— Tarefa do exercício 1 —
Traduza para o inglês esta frase do texto abaixo sobre sucessão familiar no campo: "Do ponto de vista da governança familiar, a evidência brasileira reforça que sucessão eficaz se apoia em previsibilidade."

— Texto —
---------------
Há ainda um elo frequentemente subestimado entre dor física e sobrecarga psicológica. Pesquisa com operadores rurais identificou que dor e desconforto musculoesquelético são fortes preditores de estresse elevado, privação de sono e exaustão, compondo um quadro estável de “carga mental de trabalho” ao longo do tempo (Chengane, Beseler, Duysen & Rautiainen, 2021). Na gestão da sucessão, isso importa por dois motivos: primeiro, porque a transferência de responsabilidades costuma ocorrer em fases de intensificação do trabalho, aumentando a exposição a dor e fadiga; segundo, porque sucessores mais jovens, muitas vezes com renda apertada e múltiplas funções, acumulam horas e tarefas que ampliam o risco de estafa. Se o plano sucessório não contempla ergonomia, redistribuição de tarefas, automação e calendários realistas, o processo pode acelerar o adoecimento e, por consequência, a desistência.

Do ponto de vista da governança familiar, a evidência brasileira reforça que sucessão eficaz se apoia em previsibilidade. Isso envolve combinar três camadas: transferência progressiva de gestão com metas e indicadores claros; regras de distribuição de rendimentos e reinvestimento pactuadas e revisadas periodicamente; e um desenho patrimonial que reduza ambiguidade e favoritismos, com critérios de mérito e preparo para entrada de sucessores, sem excluir mulheres e herdeiros que não residem no imóvel (Monteiro et al., 2024; Mocelin, 2024). A literatura internacional também alerta que planos que incorporam formação técnica, diversidade de receitas e inserção em redes cooperativas tendem a produzir transições mais suaves e negócios mais resilientes (Breitenbach, 2021). Em termos práticos, isso se traduz em checklists simples, mas duros: quem decide o quê, quando, com base em quais números, como se reporta, como se audita e como se resolve impasse.
---------------
Anotações de pontos para fotos:

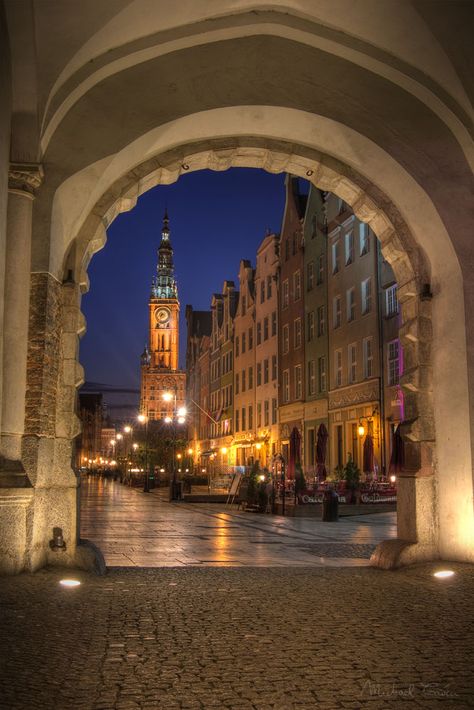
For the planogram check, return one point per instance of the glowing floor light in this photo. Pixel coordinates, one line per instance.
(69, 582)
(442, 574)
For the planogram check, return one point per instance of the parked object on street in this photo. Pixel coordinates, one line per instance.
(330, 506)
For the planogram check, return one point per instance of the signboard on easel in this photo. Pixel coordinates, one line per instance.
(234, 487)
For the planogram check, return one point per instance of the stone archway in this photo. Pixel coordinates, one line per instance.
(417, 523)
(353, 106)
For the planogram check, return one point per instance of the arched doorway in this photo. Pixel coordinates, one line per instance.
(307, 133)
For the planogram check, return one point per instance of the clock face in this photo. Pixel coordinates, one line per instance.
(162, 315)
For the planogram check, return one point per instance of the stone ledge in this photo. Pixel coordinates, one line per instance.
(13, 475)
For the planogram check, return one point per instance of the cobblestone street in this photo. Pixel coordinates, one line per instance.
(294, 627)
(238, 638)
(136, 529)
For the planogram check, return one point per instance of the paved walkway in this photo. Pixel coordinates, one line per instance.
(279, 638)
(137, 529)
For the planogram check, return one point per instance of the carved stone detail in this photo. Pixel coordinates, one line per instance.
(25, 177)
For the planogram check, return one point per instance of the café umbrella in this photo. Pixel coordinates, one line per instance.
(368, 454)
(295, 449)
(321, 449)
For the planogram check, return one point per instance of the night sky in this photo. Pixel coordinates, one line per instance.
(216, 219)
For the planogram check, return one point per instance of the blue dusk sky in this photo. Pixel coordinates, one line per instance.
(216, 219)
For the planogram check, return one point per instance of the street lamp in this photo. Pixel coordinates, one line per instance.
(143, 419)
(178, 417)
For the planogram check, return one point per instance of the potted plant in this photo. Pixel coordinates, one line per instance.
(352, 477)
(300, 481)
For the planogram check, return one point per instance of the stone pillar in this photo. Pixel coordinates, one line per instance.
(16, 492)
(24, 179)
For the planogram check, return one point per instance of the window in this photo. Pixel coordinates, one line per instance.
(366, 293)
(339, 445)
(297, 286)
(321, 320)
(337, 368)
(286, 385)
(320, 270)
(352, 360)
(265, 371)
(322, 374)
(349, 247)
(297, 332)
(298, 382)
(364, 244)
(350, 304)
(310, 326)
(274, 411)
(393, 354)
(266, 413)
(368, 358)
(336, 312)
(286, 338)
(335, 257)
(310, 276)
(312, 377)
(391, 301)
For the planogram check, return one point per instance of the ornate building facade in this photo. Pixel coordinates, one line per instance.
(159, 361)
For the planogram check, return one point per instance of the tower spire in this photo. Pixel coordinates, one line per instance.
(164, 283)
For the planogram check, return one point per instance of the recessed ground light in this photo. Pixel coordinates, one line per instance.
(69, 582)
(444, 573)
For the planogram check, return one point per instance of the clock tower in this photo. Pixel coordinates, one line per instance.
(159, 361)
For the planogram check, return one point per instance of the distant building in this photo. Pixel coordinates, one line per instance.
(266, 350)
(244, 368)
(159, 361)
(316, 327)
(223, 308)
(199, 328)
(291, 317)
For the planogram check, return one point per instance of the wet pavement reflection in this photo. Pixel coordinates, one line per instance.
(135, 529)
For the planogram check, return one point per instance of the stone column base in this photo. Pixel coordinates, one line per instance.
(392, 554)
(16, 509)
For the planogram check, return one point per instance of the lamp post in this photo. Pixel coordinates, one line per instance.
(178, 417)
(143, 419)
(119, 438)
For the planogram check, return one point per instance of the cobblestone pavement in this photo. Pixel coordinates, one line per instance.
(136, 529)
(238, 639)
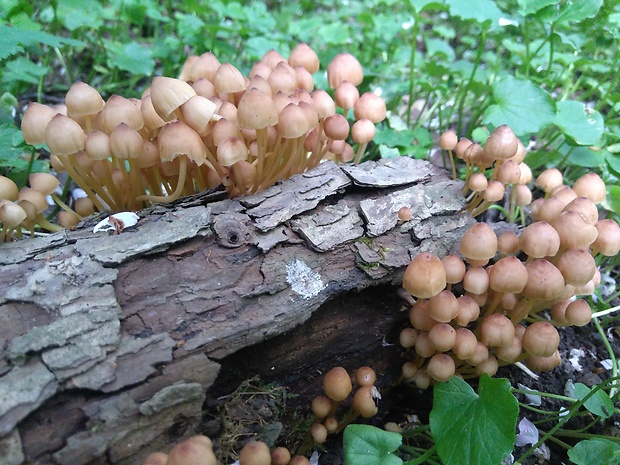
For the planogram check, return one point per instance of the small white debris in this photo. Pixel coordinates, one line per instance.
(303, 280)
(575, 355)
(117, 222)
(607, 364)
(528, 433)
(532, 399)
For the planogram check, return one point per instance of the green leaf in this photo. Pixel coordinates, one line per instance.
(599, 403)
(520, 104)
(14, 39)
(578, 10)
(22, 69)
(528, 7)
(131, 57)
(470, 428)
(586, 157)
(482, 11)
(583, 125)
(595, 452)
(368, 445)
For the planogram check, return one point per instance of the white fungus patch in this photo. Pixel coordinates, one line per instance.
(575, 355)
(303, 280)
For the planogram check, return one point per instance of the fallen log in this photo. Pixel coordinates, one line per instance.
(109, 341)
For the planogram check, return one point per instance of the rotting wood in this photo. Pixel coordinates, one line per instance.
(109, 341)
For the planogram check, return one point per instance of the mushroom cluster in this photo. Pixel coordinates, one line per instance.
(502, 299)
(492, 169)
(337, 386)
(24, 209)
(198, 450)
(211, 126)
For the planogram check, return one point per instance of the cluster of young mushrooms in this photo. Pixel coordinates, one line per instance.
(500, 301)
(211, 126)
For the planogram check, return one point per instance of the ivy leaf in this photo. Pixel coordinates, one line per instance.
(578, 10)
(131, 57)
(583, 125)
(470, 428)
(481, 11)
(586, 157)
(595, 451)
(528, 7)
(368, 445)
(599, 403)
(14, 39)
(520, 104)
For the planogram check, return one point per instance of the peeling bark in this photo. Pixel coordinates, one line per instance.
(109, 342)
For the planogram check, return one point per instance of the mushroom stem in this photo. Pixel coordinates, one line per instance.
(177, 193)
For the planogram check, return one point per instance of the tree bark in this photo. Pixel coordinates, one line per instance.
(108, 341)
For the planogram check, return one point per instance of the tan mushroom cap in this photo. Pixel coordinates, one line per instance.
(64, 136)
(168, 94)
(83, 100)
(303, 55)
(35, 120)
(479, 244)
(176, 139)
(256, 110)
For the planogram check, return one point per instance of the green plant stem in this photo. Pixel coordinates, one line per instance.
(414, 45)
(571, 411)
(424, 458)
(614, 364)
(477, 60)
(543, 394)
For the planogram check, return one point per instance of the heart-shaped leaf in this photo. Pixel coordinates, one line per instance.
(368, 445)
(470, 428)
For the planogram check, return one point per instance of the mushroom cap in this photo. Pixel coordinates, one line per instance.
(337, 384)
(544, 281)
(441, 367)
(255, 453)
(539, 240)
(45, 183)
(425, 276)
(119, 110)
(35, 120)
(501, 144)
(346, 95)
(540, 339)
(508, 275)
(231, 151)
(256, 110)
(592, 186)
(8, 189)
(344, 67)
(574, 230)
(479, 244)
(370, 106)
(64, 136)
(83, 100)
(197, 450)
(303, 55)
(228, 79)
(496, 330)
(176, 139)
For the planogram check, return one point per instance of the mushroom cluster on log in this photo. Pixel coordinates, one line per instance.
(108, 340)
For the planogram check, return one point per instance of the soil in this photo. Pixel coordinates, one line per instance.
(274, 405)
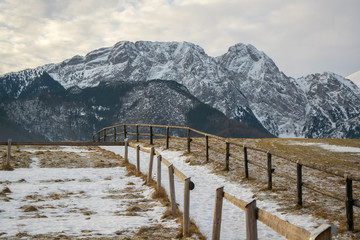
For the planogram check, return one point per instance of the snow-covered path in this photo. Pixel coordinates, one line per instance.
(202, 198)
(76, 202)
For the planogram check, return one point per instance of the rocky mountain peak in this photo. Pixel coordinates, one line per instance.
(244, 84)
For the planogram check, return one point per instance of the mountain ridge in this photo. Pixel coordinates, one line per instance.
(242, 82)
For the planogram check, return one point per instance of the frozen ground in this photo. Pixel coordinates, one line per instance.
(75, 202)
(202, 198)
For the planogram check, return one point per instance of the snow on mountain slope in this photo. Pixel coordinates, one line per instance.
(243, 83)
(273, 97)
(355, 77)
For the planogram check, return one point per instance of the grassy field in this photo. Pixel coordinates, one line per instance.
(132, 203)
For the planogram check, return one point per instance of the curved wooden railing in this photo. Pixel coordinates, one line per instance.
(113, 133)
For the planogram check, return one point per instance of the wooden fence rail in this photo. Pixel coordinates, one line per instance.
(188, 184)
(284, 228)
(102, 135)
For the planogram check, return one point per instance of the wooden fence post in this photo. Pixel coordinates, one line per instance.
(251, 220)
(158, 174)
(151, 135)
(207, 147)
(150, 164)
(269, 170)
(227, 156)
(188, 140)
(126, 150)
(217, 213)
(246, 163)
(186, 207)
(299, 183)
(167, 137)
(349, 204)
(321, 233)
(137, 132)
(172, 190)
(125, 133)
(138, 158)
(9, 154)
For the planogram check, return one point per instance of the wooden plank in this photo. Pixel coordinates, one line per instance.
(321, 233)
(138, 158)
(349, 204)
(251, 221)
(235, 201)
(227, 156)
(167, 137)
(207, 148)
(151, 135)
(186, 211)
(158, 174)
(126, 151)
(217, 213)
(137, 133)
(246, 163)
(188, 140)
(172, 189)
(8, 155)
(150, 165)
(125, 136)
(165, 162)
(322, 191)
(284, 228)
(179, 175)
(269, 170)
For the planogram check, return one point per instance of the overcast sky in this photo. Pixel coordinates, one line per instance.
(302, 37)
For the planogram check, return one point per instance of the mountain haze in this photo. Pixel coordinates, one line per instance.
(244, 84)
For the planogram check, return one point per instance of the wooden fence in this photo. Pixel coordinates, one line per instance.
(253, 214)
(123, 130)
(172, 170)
---------------
— Tarefa do exercício 2 —
Quantas linhas dos registros contêm a palavra "clock"? Diferencie maiúsculas de minúsculas e responda somente com o número.

— Resposta da tarefa 1 —
From the standpoint of family governance, Brazilian evidence reinforces that effective succession rests on predictability.

— Resposta da tarefa 2 —
2